§ WHAT IS ASKED
Pull out every line of the listing that contains the word "pole".

○ ○ ○ ○

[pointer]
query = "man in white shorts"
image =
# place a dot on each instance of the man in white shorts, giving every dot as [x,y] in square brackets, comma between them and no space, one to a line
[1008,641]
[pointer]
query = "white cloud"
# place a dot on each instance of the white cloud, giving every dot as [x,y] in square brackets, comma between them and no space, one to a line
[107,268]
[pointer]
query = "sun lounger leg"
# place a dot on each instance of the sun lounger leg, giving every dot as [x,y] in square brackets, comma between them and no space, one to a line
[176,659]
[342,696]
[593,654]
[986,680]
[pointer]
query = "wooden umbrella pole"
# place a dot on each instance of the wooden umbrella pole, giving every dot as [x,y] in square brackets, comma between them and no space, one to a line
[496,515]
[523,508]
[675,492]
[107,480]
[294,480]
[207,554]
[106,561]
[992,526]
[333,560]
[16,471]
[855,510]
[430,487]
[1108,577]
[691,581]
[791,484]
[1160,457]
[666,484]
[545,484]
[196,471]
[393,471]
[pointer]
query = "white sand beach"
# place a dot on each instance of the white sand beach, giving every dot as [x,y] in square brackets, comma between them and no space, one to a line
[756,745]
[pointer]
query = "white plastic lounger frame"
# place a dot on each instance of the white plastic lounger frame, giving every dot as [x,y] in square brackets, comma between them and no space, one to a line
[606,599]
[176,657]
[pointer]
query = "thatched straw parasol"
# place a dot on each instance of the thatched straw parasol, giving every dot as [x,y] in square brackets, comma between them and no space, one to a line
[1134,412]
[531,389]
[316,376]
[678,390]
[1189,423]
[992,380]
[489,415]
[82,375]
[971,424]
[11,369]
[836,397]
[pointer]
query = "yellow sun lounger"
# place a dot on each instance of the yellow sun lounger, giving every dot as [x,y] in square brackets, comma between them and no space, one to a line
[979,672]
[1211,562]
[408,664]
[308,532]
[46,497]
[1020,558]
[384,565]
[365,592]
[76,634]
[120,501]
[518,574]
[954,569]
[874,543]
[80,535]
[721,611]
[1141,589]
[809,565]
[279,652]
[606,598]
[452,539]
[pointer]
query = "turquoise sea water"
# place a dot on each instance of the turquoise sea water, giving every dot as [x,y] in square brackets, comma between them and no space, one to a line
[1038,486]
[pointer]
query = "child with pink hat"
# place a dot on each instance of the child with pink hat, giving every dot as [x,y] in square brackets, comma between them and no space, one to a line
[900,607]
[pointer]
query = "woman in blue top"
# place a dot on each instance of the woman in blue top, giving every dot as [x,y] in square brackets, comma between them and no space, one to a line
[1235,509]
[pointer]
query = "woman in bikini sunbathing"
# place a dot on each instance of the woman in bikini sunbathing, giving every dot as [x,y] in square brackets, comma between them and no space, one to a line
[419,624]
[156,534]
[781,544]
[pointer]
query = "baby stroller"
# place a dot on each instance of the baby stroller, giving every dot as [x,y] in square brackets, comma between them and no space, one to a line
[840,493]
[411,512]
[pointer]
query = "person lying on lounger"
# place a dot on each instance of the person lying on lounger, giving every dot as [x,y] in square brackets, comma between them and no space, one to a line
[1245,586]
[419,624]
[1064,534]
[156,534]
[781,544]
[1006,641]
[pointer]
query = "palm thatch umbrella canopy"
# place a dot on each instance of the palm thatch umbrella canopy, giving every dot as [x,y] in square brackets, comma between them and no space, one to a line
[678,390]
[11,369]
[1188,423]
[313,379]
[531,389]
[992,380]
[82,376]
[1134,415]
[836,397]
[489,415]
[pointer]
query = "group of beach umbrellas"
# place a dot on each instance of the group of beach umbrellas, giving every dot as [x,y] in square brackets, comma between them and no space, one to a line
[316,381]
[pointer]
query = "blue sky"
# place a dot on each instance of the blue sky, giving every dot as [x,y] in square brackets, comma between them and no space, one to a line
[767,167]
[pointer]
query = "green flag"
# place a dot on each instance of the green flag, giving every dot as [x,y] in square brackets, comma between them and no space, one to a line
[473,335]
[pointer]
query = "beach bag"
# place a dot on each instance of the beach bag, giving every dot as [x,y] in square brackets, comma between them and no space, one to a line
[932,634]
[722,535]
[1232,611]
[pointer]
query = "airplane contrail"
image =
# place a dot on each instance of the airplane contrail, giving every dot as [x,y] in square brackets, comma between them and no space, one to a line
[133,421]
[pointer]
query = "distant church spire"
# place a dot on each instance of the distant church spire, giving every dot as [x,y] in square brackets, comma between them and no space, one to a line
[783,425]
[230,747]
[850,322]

○ ○ ○ ○

§ FULL ANSWER
query = "wooden umbrella pole"
# place a dot on each instance of the wooden umbrella pole, giving every dot as [x,y] in square brackets, comma between them and no space, one to a line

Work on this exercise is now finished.